## [Required work]
(a) In the text on Brazil–US taxation, which law sets out Brazil's CFC rules?
(b) Reproduce the records from their start through the line containing "box: [727, 0, 753, 237]", keeping both of those lines and every line between them unchanged.

## [Text shown]
Why there is no comprehensive treaty
Brazil and the US have negotiated a bilateral tax treaty for decades but it has never been ratified. Some limited information exchange and FATCA-related arrangements exist, but they do not reduce US withholding rates or provide foreign tax credit mechanisms.
Practical consequence: US-source FDAP paid to your Wyoming LLC, when attributable to a Brazilian-resident owner, faces the default 30% US withholding. There is no treaty rate to claim.
What default 30% withholding applies to
| Income type | Default US rate | Brazil status |
|---|---|---|
| US-source dividends | 30% | No treaty relief |
| US-source portfolio interest | 30% | Most exempt under domestic US rules |
| US-source royalties | 30% | No treaty relief |
| Business profits without US PE | Generally not taxed | No US tax regardless of treaty |
| ECI from US trade or business | Graduated US rates | Same regardless of treaty |
Brazilian CFC rules (Lei 12.973/2014)
Brazil's CFC rules under Lei 12.973/2014 are aggressive. Brazilian-resident shareholders of foreign companies are required to report and tax certain foreign-company profits, with limited deferral. The rules can apply to a US Wyoming LLC depending on how Receita Federal classifies it.
Most Brazilian founders we serve work with a Brazilian CPA to structure the LLC so that operating-business income flows through cleanly and CFC adjustments are minimized. The key driver is documenting that the LLC's income is active operating profit, not passive holding income.

## [Input]
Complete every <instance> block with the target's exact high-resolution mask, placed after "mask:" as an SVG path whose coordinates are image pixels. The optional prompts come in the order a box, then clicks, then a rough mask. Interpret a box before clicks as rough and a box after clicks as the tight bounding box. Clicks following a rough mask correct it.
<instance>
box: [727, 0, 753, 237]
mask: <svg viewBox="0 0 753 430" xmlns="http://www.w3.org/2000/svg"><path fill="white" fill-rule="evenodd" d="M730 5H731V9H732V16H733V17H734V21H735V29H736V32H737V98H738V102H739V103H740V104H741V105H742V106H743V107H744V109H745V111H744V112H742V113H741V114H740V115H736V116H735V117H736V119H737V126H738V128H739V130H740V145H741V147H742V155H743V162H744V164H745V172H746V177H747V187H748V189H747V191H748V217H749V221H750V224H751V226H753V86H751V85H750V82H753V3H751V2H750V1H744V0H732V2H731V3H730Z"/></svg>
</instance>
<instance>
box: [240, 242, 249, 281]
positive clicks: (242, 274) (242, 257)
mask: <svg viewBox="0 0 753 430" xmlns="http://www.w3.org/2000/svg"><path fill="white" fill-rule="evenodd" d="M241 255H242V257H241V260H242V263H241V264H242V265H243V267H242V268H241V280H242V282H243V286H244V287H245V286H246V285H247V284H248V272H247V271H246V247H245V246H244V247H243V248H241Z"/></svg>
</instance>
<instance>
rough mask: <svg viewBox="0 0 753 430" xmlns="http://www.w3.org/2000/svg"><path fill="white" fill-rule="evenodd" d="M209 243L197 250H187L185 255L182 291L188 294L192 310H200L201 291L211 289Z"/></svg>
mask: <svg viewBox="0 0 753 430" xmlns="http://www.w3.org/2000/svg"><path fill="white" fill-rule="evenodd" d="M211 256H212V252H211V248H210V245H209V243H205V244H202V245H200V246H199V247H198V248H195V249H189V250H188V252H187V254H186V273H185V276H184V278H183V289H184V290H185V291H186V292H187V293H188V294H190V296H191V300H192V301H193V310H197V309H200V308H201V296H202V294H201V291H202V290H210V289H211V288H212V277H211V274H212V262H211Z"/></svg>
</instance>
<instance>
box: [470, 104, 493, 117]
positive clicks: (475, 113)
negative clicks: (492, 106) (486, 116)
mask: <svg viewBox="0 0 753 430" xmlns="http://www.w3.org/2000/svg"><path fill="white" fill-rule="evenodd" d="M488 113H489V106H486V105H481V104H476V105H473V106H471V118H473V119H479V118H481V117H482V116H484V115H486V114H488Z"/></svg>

## [Solutions by task]
(a) Lei 12.973/2014

(b)
Complete every <instance> block with the target's exact high-resolution mask, placed after "mask:" as an SVG path whose coordinates are image pixels. The optional prompts come in the order a box, then clicks, then a rough mask. Interpret a box before clicks as rough and a box after clicks as the tight bounding box. Clicks following a rough mask correct it.
<instance>
box: [727, 0, 753, 237]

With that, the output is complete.